## Exercise task
Please identify each line of the data below that contains the string "seat" and copy every such line in full. Matching is case-sensitive.

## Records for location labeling
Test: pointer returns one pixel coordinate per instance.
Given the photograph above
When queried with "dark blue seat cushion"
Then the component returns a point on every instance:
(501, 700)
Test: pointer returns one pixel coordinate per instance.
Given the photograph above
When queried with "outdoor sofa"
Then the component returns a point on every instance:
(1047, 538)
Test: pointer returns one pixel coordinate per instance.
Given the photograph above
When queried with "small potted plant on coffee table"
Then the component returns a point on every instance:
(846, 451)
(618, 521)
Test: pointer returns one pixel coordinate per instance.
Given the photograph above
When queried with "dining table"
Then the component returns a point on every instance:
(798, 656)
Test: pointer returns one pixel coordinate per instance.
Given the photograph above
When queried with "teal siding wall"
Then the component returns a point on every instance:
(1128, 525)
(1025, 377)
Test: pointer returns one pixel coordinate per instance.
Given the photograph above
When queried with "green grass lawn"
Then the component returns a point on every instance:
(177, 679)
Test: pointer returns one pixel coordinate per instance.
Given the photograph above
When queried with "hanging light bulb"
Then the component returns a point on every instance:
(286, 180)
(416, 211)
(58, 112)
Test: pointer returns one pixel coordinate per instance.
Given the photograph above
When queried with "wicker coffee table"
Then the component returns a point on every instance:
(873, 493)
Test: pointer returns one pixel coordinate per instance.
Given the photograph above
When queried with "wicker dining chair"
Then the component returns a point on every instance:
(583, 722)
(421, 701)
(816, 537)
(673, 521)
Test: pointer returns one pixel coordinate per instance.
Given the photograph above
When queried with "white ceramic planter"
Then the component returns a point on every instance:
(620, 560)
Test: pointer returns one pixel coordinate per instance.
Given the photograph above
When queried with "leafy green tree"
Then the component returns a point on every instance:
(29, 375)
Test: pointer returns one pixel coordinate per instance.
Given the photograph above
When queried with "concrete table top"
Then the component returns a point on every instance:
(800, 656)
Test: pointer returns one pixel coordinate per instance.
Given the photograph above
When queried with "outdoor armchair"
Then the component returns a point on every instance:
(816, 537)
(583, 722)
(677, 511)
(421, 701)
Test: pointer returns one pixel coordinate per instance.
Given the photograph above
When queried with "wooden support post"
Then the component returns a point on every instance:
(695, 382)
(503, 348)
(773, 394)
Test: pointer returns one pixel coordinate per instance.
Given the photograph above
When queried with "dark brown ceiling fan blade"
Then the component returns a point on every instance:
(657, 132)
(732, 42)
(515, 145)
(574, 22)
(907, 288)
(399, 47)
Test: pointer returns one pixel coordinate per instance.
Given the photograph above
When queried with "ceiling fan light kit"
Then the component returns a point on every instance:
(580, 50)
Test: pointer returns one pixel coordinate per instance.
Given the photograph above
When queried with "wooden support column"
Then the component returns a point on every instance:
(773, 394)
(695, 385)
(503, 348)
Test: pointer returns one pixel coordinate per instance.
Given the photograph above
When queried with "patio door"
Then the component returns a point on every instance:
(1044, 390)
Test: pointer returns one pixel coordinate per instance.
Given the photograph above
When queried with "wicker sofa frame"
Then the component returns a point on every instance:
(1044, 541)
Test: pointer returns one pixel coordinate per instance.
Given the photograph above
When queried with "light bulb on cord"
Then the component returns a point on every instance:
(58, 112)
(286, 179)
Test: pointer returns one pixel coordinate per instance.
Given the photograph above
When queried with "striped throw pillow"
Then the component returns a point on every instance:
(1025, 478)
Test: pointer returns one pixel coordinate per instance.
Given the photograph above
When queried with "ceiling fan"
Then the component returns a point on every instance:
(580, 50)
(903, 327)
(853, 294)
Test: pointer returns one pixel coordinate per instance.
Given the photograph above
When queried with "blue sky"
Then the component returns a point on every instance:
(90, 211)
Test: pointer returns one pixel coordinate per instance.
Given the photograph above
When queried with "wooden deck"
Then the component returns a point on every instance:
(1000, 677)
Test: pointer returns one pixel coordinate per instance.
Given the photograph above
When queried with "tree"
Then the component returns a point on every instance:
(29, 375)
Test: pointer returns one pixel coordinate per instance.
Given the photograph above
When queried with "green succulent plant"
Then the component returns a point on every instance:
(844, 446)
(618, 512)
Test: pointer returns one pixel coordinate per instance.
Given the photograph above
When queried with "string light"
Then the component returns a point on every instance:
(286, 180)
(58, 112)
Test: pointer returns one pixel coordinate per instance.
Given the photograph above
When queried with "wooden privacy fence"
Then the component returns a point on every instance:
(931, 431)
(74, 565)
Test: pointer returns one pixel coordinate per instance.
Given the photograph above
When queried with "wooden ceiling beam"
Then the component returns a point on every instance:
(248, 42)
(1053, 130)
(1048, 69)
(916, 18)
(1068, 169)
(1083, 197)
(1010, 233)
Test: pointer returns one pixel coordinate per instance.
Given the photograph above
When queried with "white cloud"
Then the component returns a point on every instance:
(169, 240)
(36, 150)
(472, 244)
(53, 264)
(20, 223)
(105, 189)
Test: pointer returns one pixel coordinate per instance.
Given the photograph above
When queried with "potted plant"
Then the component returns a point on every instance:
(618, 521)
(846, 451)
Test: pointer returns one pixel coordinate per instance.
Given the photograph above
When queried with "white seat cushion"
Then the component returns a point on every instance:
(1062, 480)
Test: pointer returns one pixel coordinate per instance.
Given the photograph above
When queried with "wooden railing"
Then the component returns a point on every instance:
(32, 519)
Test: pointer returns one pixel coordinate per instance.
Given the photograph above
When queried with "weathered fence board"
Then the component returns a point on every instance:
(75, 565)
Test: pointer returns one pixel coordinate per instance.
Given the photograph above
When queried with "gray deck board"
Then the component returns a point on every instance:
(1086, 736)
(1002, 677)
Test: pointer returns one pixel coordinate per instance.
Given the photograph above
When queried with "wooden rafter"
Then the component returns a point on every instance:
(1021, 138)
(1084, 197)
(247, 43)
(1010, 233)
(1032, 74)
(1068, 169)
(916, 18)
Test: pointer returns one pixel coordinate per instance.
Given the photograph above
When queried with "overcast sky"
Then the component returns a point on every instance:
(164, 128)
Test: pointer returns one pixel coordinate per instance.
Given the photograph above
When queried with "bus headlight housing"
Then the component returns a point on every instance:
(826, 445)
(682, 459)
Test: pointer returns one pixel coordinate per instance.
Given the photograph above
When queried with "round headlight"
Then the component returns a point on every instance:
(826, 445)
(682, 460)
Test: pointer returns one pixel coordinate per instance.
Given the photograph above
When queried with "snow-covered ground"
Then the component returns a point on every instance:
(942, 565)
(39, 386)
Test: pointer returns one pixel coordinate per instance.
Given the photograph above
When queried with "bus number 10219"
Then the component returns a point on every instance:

## Result
When queried with "dark blue seat cushion"
When queried with "white seat cushion"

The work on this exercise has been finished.